SET EXERCISE: Write out every line of the records below as a Markdown table with two columns, Row and Line. Number the rows in order, skip blank lines, and leave the pictures out.

TASK INPUT:
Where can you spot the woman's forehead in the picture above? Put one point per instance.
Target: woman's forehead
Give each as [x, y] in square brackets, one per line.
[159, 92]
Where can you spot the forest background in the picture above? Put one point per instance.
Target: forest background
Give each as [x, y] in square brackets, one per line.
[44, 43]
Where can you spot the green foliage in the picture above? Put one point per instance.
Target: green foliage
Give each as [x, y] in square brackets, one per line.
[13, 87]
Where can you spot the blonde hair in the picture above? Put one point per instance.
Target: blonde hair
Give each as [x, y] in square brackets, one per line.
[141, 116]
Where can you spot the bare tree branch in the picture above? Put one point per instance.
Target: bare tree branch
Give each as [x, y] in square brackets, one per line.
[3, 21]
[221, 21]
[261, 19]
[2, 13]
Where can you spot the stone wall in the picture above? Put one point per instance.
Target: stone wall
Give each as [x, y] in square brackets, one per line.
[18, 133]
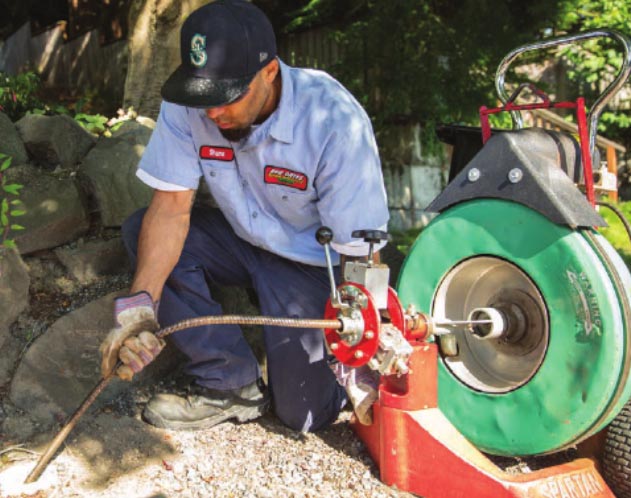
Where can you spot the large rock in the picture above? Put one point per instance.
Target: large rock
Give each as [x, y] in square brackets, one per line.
[14, 284]
[63, 365]
[111, 170]
[55, 211]
[11, 143]
[54, 140]
[86, 262]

ANSWER IN FULL:
| Row | Line |
|---|---|
| 1 | Where can you spot the woman's forehead in the picture above? Put one point per instance. |
| 2 | Target: woman's forehead |
| 3 | Give each as [x, y] in square brackets, one per line. |
| 4 | [159, 92] |
| 5 | Where can you spot the forest background in the picture above? Put one point per instance. |
| 6 | Target: forest background |
| 7 | Give each as [x, y] in square brackets, one per line. |
| 8 | [44, 43] |
| 9 | Where can you spot the green foliage in the picture above? Put one point per instance. |
| 10 | Target: green foliage |
| 11 | Give each as [x, y] in square brackets, one per line. |
| 12 | [13, 87] |
| 13 | Where can you spot the blonde hair in the picture above? Put one point per instance. |
| 14 | Target: blonde hair |
| 15 | Give each as [x, y] in square brackets, one per line. |
| 16 | [141, 116] |
| 17 | Where can you spot the bare tree branch in the picture above? Put one point per instance. |
| 18 | Target: bare tree branch |
| 19 | Give each as [x, y] in square brackets, one per line. |
| 20 | [3, 21] |
| 21 | [221, 21] |
| 22 | [261, 19] |
| 23 | [2, 13] |
| 24 | Where can you spot the stone wall in the picture above? Put one point per instance. |
| 25 | Target: stone wall |
| 26 | Give each as [x, y] in square brackets, one per line. |
| 27 | [18, 133] |
| 28 | Where can you spot the large rock in the picture above? Put one point per instance. |
| 29 | Target: large rock |
| 30 | Give each as [x, y] in square brackets, one per line. |
| 31 | [14, 284] |
| 32 | [63, 365] |
| 33 | [111, 170] |
| 34 | [55, 211] |
| 35 | [11, 143] |
| 36 | [54, 140] |
| 37 | [86, 262] |